TASK REQUIREMENTS
I would like the entries transcribed word for word, please, with the pictures removed.

═════ DATA TO EXAMINE ═════

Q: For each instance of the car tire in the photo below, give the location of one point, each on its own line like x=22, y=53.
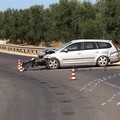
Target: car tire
x=102, y=61
x=52, y=63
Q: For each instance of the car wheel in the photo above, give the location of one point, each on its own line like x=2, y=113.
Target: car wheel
x=102, y=61
x=52, y=63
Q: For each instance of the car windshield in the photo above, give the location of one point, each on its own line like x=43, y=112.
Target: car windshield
x=59, y=48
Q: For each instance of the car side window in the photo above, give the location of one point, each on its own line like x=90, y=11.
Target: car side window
x=103, y=45
x=89, y=45
x=74, y=47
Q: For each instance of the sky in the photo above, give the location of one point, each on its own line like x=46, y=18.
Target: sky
x=22, y=4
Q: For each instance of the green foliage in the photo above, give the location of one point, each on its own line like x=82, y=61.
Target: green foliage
x=63, y=21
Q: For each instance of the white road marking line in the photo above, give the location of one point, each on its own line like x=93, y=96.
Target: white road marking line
x=118, y=103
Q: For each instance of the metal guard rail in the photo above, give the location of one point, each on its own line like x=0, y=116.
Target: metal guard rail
x=21, y=49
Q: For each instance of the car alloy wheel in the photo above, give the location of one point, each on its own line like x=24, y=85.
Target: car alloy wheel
x=52, y=63
x=102, y=61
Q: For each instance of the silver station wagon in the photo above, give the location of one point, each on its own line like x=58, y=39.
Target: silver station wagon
x=83, y=52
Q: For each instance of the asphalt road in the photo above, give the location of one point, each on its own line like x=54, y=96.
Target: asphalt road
x=40, y=94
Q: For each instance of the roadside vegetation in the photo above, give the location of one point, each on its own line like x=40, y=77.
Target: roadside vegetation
x=62, y=22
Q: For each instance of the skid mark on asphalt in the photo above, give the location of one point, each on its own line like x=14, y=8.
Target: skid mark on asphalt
x=96, y=82
x=110, y=100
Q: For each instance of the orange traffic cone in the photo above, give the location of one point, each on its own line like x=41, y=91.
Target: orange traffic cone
x=19, y=62
x=73, y=76
x=21, y=69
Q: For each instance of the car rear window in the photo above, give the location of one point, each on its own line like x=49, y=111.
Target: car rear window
x=102, y=45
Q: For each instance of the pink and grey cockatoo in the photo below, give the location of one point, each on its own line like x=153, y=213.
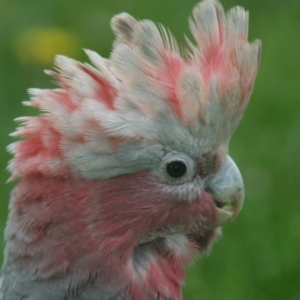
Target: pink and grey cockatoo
x=125, y=176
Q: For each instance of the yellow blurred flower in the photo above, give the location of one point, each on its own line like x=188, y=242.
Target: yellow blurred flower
x=38, y=46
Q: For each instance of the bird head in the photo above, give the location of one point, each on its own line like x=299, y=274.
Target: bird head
x=130, y=154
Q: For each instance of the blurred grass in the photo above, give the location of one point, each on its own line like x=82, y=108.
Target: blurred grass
x=258, y=257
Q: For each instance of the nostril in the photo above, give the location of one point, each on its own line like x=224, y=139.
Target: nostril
x=219, y=204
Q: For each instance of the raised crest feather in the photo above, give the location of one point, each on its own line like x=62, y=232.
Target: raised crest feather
x=147, y=91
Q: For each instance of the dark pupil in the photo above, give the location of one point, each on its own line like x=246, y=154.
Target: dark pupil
x=176, y=169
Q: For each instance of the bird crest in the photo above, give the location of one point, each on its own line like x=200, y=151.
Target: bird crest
x=146, y=93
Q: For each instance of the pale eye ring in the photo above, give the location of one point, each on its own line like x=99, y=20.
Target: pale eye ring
x=177, y=167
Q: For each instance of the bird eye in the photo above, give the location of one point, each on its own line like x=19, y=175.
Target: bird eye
x=176, y=169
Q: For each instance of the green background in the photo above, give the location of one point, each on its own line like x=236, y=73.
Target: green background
x=258, y=256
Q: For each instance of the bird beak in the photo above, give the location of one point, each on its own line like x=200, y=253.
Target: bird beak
x=227, y=189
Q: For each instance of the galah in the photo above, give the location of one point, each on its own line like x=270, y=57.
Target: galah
x=125, y=176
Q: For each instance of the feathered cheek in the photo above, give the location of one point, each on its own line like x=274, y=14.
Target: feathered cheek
x=193, y=206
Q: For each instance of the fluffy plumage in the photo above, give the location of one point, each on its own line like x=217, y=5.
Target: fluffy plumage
x=99, y=212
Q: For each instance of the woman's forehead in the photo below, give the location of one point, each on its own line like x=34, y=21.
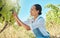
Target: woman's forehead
x=33, y=7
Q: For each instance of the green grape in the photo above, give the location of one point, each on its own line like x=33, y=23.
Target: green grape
x=6, y=9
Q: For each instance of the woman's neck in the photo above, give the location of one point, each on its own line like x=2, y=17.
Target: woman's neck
x=35, y=17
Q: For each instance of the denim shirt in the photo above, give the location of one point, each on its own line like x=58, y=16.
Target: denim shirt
x=37, y=26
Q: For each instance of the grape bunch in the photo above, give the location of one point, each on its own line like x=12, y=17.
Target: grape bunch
x=6, y=9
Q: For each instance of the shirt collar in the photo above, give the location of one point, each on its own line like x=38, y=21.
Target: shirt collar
x=38, y=17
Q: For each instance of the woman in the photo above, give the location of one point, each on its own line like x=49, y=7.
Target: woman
x=36, y=24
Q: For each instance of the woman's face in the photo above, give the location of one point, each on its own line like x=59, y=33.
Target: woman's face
x=33, y=11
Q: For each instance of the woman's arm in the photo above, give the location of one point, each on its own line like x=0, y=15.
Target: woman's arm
x=20, y=22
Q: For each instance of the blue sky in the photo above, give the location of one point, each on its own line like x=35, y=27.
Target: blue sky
x=26, y=5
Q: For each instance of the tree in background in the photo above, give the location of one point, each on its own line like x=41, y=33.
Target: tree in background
x=53, y=19
x=6, y=8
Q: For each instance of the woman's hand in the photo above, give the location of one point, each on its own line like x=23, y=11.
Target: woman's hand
x=14, y=14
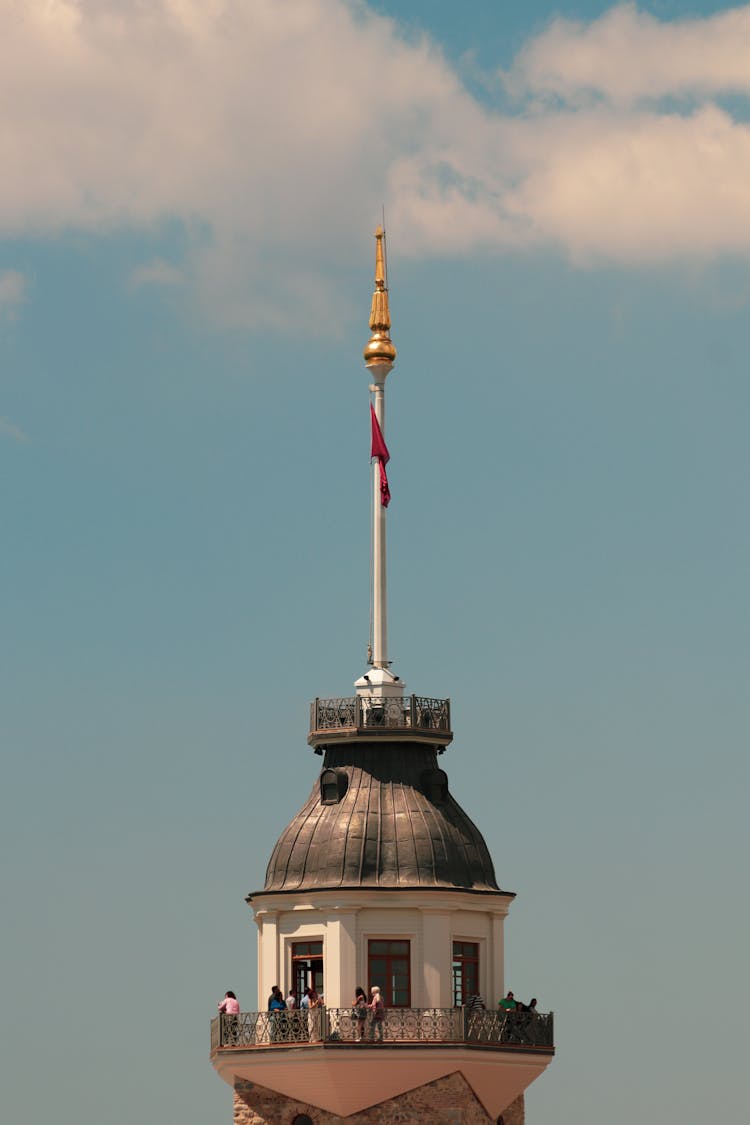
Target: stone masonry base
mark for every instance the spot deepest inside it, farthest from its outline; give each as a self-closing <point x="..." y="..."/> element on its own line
<point x="446" y="1101"/>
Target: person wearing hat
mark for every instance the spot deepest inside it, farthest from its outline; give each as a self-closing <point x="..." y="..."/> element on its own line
<point x="378" y="1008"/>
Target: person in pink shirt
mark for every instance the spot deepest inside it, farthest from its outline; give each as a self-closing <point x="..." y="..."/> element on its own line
<point x="229" y="1005"/>
<point x="228" y="1011"/>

═════

EXERCISE RESPONSE
Q: For each instance of the car tire in the photo below, give the location of one point, each on its own line like x=22, y=53.
Target: car tire
x=102, y=61
x=52, y=63
Q: For each instance of the car wheel in the photo above, give the location of one point, each on its own line like x=2, y=113.
Target: car wheel
x=102, y=61
x=52, y=63
Q: For each instance of the car windshield in the photo above, give the location of one point, each on its own line like x=43, y=112.
Target: car windshield
x=59, y=48
Q: For each instance of the car side window in the photo above, give the location of one point, each on its own line like x=90, y=11.
Target: car side window
x=103, y=45
x=89, y=45
x=74, y=47
Q: For each instance of the sky in the photo above, give the location of one point, each on its own line like x=46, y=18.
Target: sky
x=22, y=4
Q: For each instance of the green foliage in the photo above, give the location of one point, each on its own line like x=82, y=61.
Target: green foliage
x=63, y=21
Q: For each instance of the white road marking line in the photo above, give the location of one point, each on its own line like x=93, y=96.
Target: white road marking line
x=118, y=103
Q: For each instance of the metal guard rail in the photo above, give the location of one point, each on its own line like x=0, y=116.
Target: metal guard rail
x=21, y=49
Q: For each instance of the car alloy wheel in the photo above, give the location of one point, each on its own line like x=24, y=85.
Target: car alloy wheel
x=52, y=63
x=102, y=61
Q: For each instance of the silver station wagon in the photo above, give the location of one point, each on its own line like x=58, y=39.
Target: silver station wagon
x=83, y=52
Q: For each instance of the asphalt road in the photo above, give the location of one point, each on its own line like x=54, y=96.
Target: asphalt road
x=40, y=94
Q: For each instance of the roadside vegetation in the photo above, give the location of one point, each on its own line like x=40, y=77.
Target: roadside vegetation
x=62, y=22
Q: For each instance of the skid mark on asphalt in the photo above, give the location of one point, each on its own line like x=14, y=8.
Target: skid mark on asphalt
x=96, y=82
x=110, y=100
Q: For each instance of the orange traffic cone in the photo above, give the location of one point, each on its own line like x=41, y=91.
Target: orange traffic cone
x=19, y=62
x=73, y=76
x=21, y=69
Q: For each instance of the car rear window in the photo above, give the location of one point, each on its own line like x=49, y=111.
Target: car rear window
x=102, y=45
Q: For each instance of the pink and grey cockatoo in the photo below, give the location of one point, each on its own line like x=153, y=213.
Target: pink and grey cockatoo
x=125, y=176
Q: For each instance of the yellow blurred flower in the photo above, give the location of one point, each on its own line like x=188, y=242.
Target: yellow blurred flower
x=38, y=46
Q: For each instance of the bird head in the photo above, give the location of one point, each on its own line like x=299, y=274.
Target: bird head
x=130, y=154
Q: For each instance of the blurred grass in the photo above, give the location of one point, each on its own line like x=82, y=108.
Target: blurred grass
x=258, y=257
Q: For each instance of the nostril in the photo above, give the location of one point, each on its own line like x=224, y=139.
Target: nostril
x=219, y=204
Q: For each instance of the raised crest feather in the photo above, give the location of one point, each on its own line like x=62, y=232.
Target: raised crest feather
x=147, y=91
Q: For each instance of the dark pupil in the photo above, give the location of one point, each on its own line like x=246, y=154.
Target: dark pupil
x=176, y=169
Q: For each instance of the bird crest in the photo above, give the location of one point, each on its own line like x=200, y=151.
Target: bird crest
x=146, y=93
Q: For each instance of the pale eye ring in the photo above, give the location of one point, each on its own line like x=99, y=20.
Target: pale eye ring
x=177, y=167
Q: For each instance of the bird eye in the photo above, give the location of one point, each on its own line like x=19, y=175.
Target: bird eye
x=176, y=169
Q: For each instance of the green background in the photo above, give the location of one point, each on its own line like x=236, y=73.
Target: green background
x=258, y=256
Q: For each instance of the bird beak in the photo above, give the location of one point, each on its own line like x=200, y=253.
Target: bird beak
x=227, y=189
Q: For each instance of the galah in the photo above, give the location of one point, each on its own line like x=270, y=57.
Target: galah
x=125, y=176
Q: For each instance of the feathered cheek in the photo above, give the location of one point, each on its own line like x=274, y=14.
Target: feathered cheek
x=193, y=206
Q: For each instance of the fluffy plumage in the photo above, give the location of one point, each on its own line like x=217, y=5.
Target: fluffy plumage
x=99, y=212
Q: For each instance of the woman's forehead in the photo below, give the location of one point, each on its own line like x=34, y=21.
Target: woman's forehead
x=33, y=7
Q: For each instance of the green grape in the photo above, give the location of one point, each on its own line like x=33, y=23.
Target: green grape
x=6, y=9
Q: For each instance of the woman's neck in the photo above, give the location of one point, each on its own line like x=2, y=17.
Target: woman's neck
x=35, y=17
Q: For each instance of the denim shirt in the photo above, give the location of one point, each on its own line like x=58, y=16.
Target: denim shirt
x=37, y=26
Q: For each instance of the grape bunch in the photo above, give the location of one point, each on its own line like x=12, y=17.
Target: grape bunch
x=6, y=9
Q: For each instance of the shirt collar in the photo above, give the location of one point, each on its own line like x=38, y=21.
Target: shirt collar
x=38, y=17
Q: For each instance of the woman in the photo above, give the location of one point, each on its own line like x=49, y=7.
Target: woman
x=36, y=24
Q: For each instance of the woman's face in the photo above, give the location of one point, each on its own line like x=59, y=33.
Target: woman's face
x=33, y=11
Q: For each instance of the woman's arm in the photo above, give the location of one point, each on its own line like x=0, y=15.
Target: woman's arm
x=20, y=22
Q: For each instance of the blue sky in the photo above, give the location of one point, each on its own line like x=35, y=27.
Target: blue sky
x=26, y=5
Q: For each instance of the tree in background in the photo above, give the location of one point, each on its own line like x=41, y=33.
Target: tree in background
x=53, y=19
x=6, y=8
Q: For each instance of the woman's hand in the photo above, give the location of one point, each on its own line like x=23, y=11.
Target: woman's hand
x=14, y=14
Target: stone masonry base
mark for every instance the spot deepest inside it, farthest from its outline; give each as a self-closing <point x="..." y="..."/> element on its own line
<point x="446" y="1101"/>
Target: person wearing hat
mark for every instance the spot deepest inside it, farthest from its outline; give each as a self-closing <point x="..." y="..."/> element on its own line
<point x="378" y="1008"/>
Target: person in pink shirt
mark for every instance the spot deepest inside it, farthest from its outline; give each as a self-closing <point x="..." y="..."/> element on its own line
<point x="229" y="1005"/>
<point x="228" y="1011"/>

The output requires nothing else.